■ PROBLEM DETAILS ■
Transcribe every row below verbatim, leaving the pictures out.
━━━━━━━━━━━━━━━━
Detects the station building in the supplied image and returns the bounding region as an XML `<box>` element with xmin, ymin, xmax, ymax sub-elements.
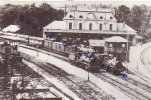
<box><xmin>43</xmin><ymin>8</ymin><xmax>137</xmax><ymax>60</ymax></box>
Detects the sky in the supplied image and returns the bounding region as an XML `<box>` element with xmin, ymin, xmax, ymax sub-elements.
<box><xmin>0</xmin><ymin>0</ymin><xmax>151</xmax><ymax>9</ymax></box>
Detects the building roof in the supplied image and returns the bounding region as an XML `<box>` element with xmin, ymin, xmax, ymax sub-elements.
<box><xmin>64</xmin><ymin>11</ymin><xmax>116</xmax><ymax>21</ymax></box>
<box><xmin>2</xmin><ymin>25</ymin><xmax>20</xmax><ymax>32</ymax></box>
<box><xmin>105</xmin><ymin>36</ymin><xmax>128</xmax><ymax>42</ymax></box>
<box><xmin>44</xmin><ymin>21</ymin><xmax>66</xmax><ymax>30</ymax></box>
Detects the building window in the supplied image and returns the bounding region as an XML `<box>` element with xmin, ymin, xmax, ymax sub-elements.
<box><xmin>100</xmin><ymin>16</ymin><xmax>103</xmax><ymax>19</ymax></box>
<box><xmin>69</xmin><ymin>15</ymin><xmax>73</xmax><ymax>18</ymax></box>
<box><xmin>100</xmin><ymin>24</ymin><xmax>102</xmax><ymax>30</ymax></box>
<box><xmin>79</xmin><ymin>15</ymin><xmax>83</xmax><ymax>18</ymax></box>
<box><xmin>110</xmin><ymin>24</ymin><xmax>113</xmax><ymax>31</ymax></box>
<box><xmin>69</xmin><ymin>23</ymin><xmax>72</xmax><ymax>29</ymax></box>
<box><xmin>79</xmin><ymin>23</ymin><xmax>82</xmax><ymax>30</ymax></box>
<box><xmin>89</xmin><ymin>23</ymin><xmax>92</xmax><ymax>30</ymax></box>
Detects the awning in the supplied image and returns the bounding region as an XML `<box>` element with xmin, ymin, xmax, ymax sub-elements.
<box><xmin>105</xmin><ymin>36</ymin><xmax>128</xmax><ymax>42</ymax></box>
<box><xmin>89</xmin><ymin>40</ymin><xmax>105</xmax><ymax>47</ymax></box>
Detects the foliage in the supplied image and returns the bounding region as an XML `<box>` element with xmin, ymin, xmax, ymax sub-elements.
<box><xmin>115</xmin><ymin>5</ymin><xmax>151</xmax><ymax>36</ymax></box>
<box><xmin>0</xmin><ymin>3</ymin><xmax>64</xmax><ymax>36</ymax></box>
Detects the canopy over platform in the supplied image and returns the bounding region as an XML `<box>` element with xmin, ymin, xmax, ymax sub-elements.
<box><xmin>89</xmin><ymin>40</ymin><xmax>105</xmax><ymax>47</ymax></box>
<box><xmin>105</xmin><ymin>36</ymin><xmax>128</xmax><ymax>42</ymax></box>
<box><xmin>0</xmin><ymin>36</ymin><xmax>25</xmax><ymax>41</ymax></box>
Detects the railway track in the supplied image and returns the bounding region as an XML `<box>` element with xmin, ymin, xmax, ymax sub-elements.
<box><xmin>95</xmin><ymin>74</ymin><xmax>151</xmax><ymax>100</ymax></box>
<box><xmin>22</xmin><ymin>52</ymin><xmax>114</xmax><ymax>100</ymax></box>
<box><xmin>19</xmin><ymin>47</ymin><xmax>151</xmax><ymax>100</ymax></box>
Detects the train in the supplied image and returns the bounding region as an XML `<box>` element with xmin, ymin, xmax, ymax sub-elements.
<box><xmin>0</xmin><ymin>33</ymin><xmax>126</xmax><ymax>74</ymax></box>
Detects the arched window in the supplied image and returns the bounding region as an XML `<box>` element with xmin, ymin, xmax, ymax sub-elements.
<box><xmin>100</xmin><ymin>16</ymin><xmax>103</xmax><ymax>19</ymax></box>
<box><xmin>79</xmin><ymin>15</ymin><xmax>83</xmax><ymax>18</ymax></box>
<box><xmin>69</xmin><ymin>15</ymin><xmax>73</xmax><ymax>18</ymax></box>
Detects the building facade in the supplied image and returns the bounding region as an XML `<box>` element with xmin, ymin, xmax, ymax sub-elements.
<box><xmin>43</xmin><ymin>8</ymin><xmax>137</xmax><ymax>60</ymax></box>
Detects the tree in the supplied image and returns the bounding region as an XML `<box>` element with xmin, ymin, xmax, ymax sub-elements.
<box><xmin>115</xmin><ymin>5</ymin><xmax>131</xmax><ymax>25</ymax></box>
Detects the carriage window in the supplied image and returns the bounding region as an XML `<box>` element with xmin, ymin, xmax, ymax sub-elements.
<box><xmin>110</xmin><ymin>24</ymin><xmax>113</xmax><ymax>31</ymax></box>
<box><xmin>79</xmin><ymin>23</ymin><xmax>82</xmax><ymax>30</ymax></box>
<box><xmin>79</xmin><ymin>15</ymin><xmax>83</xmax><ymax>18</ymax></box>
<box><xmin>69</xmin><ymin>23</ymin><xmax>72</xmax><ymax>29</ymax></box>
<box><xmin>89</xmin><ymin>23</ymin><xmax>92</xmax><ymax>30</ymax></box>
<box><xmin>69</xmin><ymin>15</ymin><xmax>73</xmax><ymax>18</ymax></box>
<box><xmin>100</xmin><ymin>16</ymin><xmax>103</xmax><ymax>19</ymax></box>
<box><xmin>122</xmin><ymin>44</ymin><xmax>125</xmax><ymax>48</ymax></box>
<box><xmin>100</xmin><ymin>24</ymin><xmax>102</xmax><ymax>30</ymax></box>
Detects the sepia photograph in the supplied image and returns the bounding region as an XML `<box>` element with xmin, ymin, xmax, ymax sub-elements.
<box><xmin>0</xmin><ymin>0</ymin><xmax>151</xmax><ymax>100</ymax></box>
━━━━━━━━━━━━━━━━
■ FINAL RESULT ■
Detects the station building in the supplied image and returns the bounding region as an XML `<box>` element with xmin, ymin, xmax, ymax sub-elements.
<box><xmin>43</xmin><ymin>8</ymin><xmax>137</xmax><ymax>60</ymax></box>
Detects the sky in the supplied image and returns the bounding region as an XML `<box>` element with xmin, ymin, xmax, ymax sub-elements.
<box><xmin>0</xmin><ymin>0</ymin><xmax>151</xmax><ymax>9</ymax></box>
Detects the building roof in the supplied image and returns the bounding region as an XML `<box>` element with xmin, ymin, xmax, ymax sub-elements.
<box><xmin>64</xmin><ymin>11</ymin><xmax>116</xmax><ymax>21</ymax></box>
<box><xmin>2</xmin><ymin>25</ymin><xmax>20</xmax><ymax>32</ymax></box>
<box><xmin>105</xmin><ymin>36</ymin><xmax>128</xmax><ymax>42</ymax></box>
<box><xmin>44</xmin><ymin>21</ymin><xmax>66</xmax><ymax>30</ymax></box>
Detects the building window in the supplied image and returns the bounding region as an XML `<box>` element with xmin, ymin, xmax, ymax sub-elements.
<box><xmin>100</xmin><ymin>16</ymin><xmax>103</xmax><ymax>19</ymax></box>
<box><xmin>69</xmin><ymin>15</ymin><xmax>73</xmax><ymax>18</ymax></box>
<box><xmin>100</xmin><ymin>24</ymin><xmax>102</xmax><ymax>30</ymax></box>
<box><xmin>79</xmin><ymin>15</ymin><xmax>83</xmax><ymax>18</ymax></box>
<box><xmin>110</xmin><ymin>24</ymin><xmax>113</xmax><ymax>31</ymax></box>
<box><xmin>69</xmin><ymin>23</ymin><xmax>72</xmax><ymax>29</ymax></box>
<box><xmin>79</xmin><ymin>23</ymin><xmax>82</xmax><ymax>30</ymax></box>
<box><xmin>89</xmin><ymin>23</ymin><xmax>92</xmax><ymax>30</ymax></box>
Detects the awning in the supplied image and returns the bounding region as an XML `<box>` element with xmin, ymin, xmax, ymax sub-elements.
<box><xmin>105</xmin><ymin>36</ymin><xmax>128</xmax><ymax>42</ymax></box>
<box><xmin>89</xmin><ymin>40</ymin><xmax>105</xmax><ymax>47</ymax></box>
Detects the foliage in the supplied image and returns the bounding region as an XML `<box>` element with xmin, ymin, xmax, ymax sub-elements.
<box><xmin>115</xmin><ymin>5</ymin><xmax>151</xmax><ymax>36</ymax></box>
<box><xmin>0</xmin><ymin>3</ymin><xmax>64</xmax><ymax>36</ymax></box>
Detects the canopy over platform in the supplied image and returns the bounding region as an XML `<box>` element with xmin, ymin, xmax, ymax sub-elements.
<box><xmin>89</xmin><ymin>40</ymin><xmax>105</xmax><ymax>47</ymax></box>
<box><xmin>105</xmin><ymin>36</ymin><xmax>128</xmax><ymax>42</ymax></box>
<box><xmin>0</xmin><ymin>36</ymin><xmax>25</xmax><ymax>41</ymax></box>
Detects the railway track in the supplied image and returns the bounding region as an XML `<box>` element with xmin, ymin, xmax, ymax sub-elements.
<box><xmin>95</xmin><ymin>74</ymin><xmax>151</xmax><ymax>100</ymax></box>
<box><xmin>22</xmin><ymin>52</ymin><xmax>114</xmax><ymax>100</ymax></box>
<box><xmin>19</xmin><ymin>47</ymin><xmax>151</xmax><ymax>100</ymax></box>
Detects the train in the supplied image and returns the bounding region as an XML `<box>` element with xmin, ymin, xmax, ymax sub-elements.
<box><xmin>0</xmin><ymin>33</ymin><xmax>126</xmax><ymax>74</ymax></box>
Detects the arched window in the supplied image and returns the bounding region as an XML `<box>` element with xmin, ymin, xmax, ymax sub-elements.
<box><xmin>100</xmin><ymin>16</ymin><xmax>103</xmax><ymax>19</ymax></box>
<box><xmin>79</xmin><ymin>15</ymin><xmax>83</xmax><ymax>18</ymax></box>
<box><xmin>69</xmin><ymin>15</ymin><xmax>73</xmax><ymax>18</ymax></box>
Detects the building facade in the supplied image and returns the bounding region as an XML `<box>` element with xmin, ymin, xmax, ymax sub-elements.
<box><xmin>43</xmin><ymin>8</ymin><xmax>137</xmax><ymax>60</ymax></box>
Detects the tree in the supplied image and returns the bounding region as an XML `<box>` element with xmin, ymin, xmax, ymax sub-elements.
<box><xmin>115</xmin><ymin>5</ymin><xmax>131</xmax><ymax>25</ymax></box>
Detects the carriage window in the supplied image and returns the bounding region as an XML `<box>` element with xmin, ymin, xmax, ymax sub-elements.
<box><xmin>110</xmin><ymin>24</ymin><xmax>113</xmax><ymax>31</ymax></box>
<box><xmin>79</xmin><ymin>23</ymin><xmax>82</xmax><ymax>30</ymax></box>
<box><xmin>79</xmin><ymin>15</ymin><xmax>83</xmax><ymax>18</ymax></box>
<box><xmin>69</xmin><ymin>23</ymin><xmax>72</xmax><ymax>29</ymax></box>
<box><xmin>89</xmin><ymin>23</ymin><xmax>92</xmax><ymax>30</ymax></box>
<box><xmin>69</xmin><ymin>15</ymin><xmax>73</xmax><ymax>18</ymax></box>
<box><xmin>100</xmin><ymin>16</ymin><xmax>103</xmax><ymax>19</ymax></box>
<box><xmin>122</xmin><ymin>44</ymin><xmax>125</xmax><ymax>48</ymax></box>
<box><xmin>100</xmin><ymin>24</ymin><xmax>102</xmax><ymax>30</ymax></box>
Detects the sepia photograph in the supplied image and returns the bounding region as an XML `<box>` element with xmin, ymin, xmax, ymax sub-elements.
<box><xmin>0</xmin><ymin>0</ymin><xmax>151</xmax><ymax>100</ymax></box>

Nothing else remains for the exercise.